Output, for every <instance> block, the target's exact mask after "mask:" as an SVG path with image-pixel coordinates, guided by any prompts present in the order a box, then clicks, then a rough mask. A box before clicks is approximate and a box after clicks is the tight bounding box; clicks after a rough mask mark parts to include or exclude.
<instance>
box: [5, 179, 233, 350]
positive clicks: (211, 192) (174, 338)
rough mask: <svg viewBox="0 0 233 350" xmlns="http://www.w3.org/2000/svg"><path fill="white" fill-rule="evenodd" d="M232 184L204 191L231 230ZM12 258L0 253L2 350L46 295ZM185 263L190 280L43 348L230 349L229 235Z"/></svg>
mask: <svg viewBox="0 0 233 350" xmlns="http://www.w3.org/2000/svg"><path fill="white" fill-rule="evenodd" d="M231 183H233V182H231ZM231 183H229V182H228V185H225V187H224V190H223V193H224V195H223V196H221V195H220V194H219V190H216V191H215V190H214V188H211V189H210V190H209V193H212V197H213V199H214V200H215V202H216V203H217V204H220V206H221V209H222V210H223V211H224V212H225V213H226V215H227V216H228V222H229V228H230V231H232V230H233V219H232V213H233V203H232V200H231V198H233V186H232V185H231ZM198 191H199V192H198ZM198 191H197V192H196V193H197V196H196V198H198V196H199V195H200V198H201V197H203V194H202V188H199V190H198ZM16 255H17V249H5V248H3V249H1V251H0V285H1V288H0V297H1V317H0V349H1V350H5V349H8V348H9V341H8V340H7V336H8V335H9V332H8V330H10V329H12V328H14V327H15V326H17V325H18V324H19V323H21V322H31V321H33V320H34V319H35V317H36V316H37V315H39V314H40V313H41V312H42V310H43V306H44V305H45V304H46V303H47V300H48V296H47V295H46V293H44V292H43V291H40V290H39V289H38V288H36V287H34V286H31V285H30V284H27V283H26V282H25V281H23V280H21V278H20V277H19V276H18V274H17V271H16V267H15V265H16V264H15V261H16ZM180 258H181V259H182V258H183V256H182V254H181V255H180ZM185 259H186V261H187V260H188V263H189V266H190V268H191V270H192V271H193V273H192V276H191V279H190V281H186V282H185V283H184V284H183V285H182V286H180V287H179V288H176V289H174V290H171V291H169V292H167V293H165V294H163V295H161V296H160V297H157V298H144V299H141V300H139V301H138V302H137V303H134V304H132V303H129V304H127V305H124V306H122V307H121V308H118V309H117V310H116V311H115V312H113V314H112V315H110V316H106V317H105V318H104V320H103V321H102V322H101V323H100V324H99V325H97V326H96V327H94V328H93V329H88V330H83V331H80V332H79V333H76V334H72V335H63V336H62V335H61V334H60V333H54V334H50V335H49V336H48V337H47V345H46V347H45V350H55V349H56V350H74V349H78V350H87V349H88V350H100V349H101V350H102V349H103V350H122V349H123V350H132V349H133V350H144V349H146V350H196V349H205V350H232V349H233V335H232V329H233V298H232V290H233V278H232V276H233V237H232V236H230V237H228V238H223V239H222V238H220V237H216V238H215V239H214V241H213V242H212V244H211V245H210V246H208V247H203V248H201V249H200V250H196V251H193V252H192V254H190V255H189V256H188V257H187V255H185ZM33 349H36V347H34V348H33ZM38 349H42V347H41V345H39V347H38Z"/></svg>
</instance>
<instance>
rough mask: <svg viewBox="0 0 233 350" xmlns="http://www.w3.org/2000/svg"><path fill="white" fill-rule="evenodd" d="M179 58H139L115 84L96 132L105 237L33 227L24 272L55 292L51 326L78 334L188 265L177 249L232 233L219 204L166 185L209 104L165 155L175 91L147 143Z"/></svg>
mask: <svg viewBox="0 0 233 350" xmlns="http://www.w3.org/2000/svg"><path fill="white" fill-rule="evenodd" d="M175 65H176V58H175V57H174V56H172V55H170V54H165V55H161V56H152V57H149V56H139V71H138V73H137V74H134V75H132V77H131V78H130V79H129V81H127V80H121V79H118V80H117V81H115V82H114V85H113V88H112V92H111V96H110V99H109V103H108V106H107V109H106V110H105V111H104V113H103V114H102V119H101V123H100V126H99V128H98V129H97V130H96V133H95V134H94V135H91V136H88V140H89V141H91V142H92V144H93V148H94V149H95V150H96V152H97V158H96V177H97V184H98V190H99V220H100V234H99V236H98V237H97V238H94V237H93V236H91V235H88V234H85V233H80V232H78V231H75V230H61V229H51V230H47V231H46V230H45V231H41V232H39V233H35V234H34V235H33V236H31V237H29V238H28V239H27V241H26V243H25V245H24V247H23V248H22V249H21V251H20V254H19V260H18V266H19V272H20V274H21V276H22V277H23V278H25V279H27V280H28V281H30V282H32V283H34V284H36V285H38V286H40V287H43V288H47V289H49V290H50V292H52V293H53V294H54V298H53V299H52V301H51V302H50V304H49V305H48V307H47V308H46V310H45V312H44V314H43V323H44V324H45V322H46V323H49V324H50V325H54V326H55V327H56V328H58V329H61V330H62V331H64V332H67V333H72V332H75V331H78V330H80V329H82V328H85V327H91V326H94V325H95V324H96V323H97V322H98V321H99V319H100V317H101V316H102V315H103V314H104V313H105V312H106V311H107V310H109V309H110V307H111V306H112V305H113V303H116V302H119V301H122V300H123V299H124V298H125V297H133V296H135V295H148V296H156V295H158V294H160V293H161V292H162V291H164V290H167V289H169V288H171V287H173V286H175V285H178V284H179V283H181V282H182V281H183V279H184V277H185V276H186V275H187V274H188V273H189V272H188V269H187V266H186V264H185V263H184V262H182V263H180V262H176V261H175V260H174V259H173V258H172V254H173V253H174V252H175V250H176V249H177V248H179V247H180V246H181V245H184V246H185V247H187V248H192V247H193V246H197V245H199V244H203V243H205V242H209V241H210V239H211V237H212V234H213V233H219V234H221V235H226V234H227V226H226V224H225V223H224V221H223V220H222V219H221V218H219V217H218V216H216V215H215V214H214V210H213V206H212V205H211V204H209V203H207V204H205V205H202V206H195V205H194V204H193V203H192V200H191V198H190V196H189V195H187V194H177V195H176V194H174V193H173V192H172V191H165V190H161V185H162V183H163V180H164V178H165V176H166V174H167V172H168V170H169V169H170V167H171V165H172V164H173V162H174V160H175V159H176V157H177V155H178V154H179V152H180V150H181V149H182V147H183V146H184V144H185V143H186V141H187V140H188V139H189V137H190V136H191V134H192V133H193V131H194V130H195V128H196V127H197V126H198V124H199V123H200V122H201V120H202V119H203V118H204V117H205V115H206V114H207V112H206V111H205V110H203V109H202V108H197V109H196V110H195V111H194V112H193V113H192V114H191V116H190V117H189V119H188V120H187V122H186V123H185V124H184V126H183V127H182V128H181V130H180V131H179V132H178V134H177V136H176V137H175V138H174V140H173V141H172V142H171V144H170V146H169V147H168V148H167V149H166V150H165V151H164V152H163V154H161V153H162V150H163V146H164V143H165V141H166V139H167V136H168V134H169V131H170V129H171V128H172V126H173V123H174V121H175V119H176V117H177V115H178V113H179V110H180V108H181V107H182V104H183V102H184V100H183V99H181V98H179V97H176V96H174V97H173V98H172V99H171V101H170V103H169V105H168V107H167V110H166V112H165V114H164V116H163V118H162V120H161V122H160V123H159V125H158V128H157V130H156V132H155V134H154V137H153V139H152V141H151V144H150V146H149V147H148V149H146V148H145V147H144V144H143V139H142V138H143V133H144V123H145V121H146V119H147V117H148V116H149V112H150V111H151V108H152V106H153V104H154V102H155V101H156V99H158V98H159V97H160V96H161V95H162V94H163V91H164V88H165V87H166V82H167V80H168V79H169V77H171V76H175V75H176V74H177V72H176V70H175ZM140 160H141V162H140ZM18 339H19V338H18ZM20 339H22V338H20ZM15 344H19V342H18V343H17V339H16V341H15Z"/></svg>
* * *
State how many lines of the entries include the word "instance", giving that number by itself.

COMPLETED EXERCISE: 4